* Consigne A *
Dans l'entretien sur l'occlusion de l'artère centrale de la rétine, quelle part des accidents vasculaires cérébraux cette occlusion représenterait-elle ?
* Consigne B *
Recopiez mot pour mot le passage de l'entretien sur l'occlusion de l'artère centrale de la rétine qui s'ouvre sur les mots contenant "Son incidence est" et se clôt sur "par un ophtalmologue.".

**** Extrait du document

LE QUOTIDIEN : Quelles sont les manifestations de l’occlusion de l’artère centrale de la rétine (OACR) ? Et que peut-on dire sur son incidence et les diagnostics différentiels ?
Dr BENOÎT GUILLON : L'occlusion de l’artère qui vascularise la rétine est responsable d’une perte brutale de la vision d’un œil. Cela se produit en quelques secondes, sans douleur et l’œil reste blanc. Si la personne ferme l’œil controlatéral, elle est dans l’obscurité totale.
Son incidence est difficile à évaluer mais serait de 1 à 2 % des accidents vasculaires cérébraux (AVC), soit environ 15 000 à 20 000 personnes chaque année en France. Les diagnostics différentiels sont ophtalmologiques : hémorragie du vitré, décollement de rétine, neuropathie optique ischémique. C’est pour cela que dans l’organisation de la filière, nous avons besoin d’une évaluation par un ophtalmologue.

********
**** Données à examiner

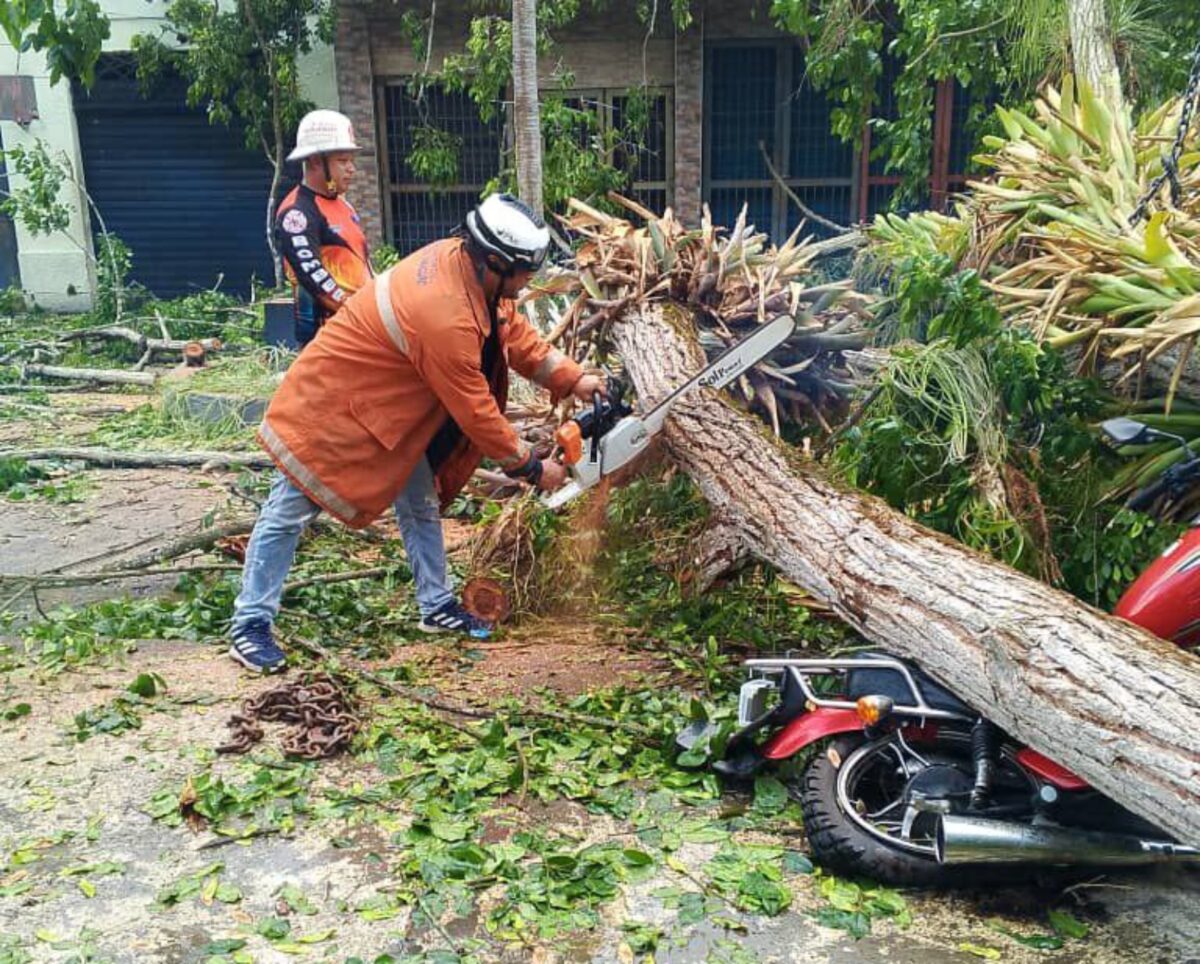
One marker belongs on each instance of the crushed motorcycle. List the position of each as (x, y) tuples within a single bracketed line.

********
**** Données à examiner

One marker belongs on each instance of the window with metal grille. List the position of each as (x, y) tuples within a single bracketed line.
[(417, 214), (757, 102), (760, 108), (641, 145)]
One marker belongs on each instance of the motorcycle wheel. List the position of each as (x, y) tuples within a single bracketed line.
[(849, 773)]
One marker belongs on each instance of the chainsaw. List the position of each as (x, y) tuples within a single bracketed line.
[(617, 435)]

********
**** Données à examiner

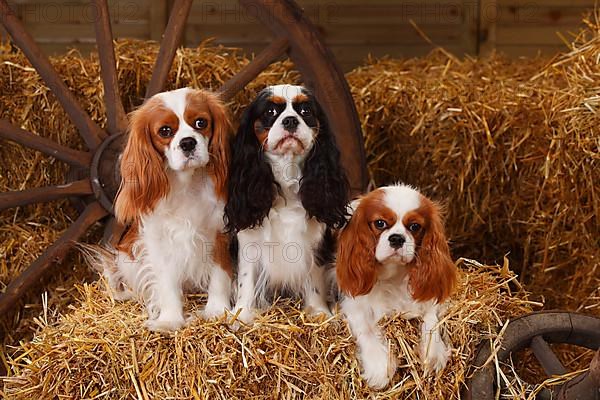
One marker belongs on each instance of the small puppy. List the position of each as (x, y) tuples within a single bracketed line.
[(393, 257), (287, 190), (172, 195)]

********

* Corrigé détaillé A *
De 1 à 2 % des accidents vasculaires cérébraux (AVC).

* Corrigé détaillé B *
Son incidence est difficile à évaluer mais serait de 1 à 2 % des accidents vasculaires cérébraux (AVC), soit environ 15 000 à 20 000 personnes chaque année en France. Les diagnostics différentiels sont ophtalmologiques : hémorragie du vitré, décollement de rétine, neuropathie optique ischémique. C’est pour cela que dans l’organisation de la filière, nous avons besoin d’une évaluation par un ophtalmologue.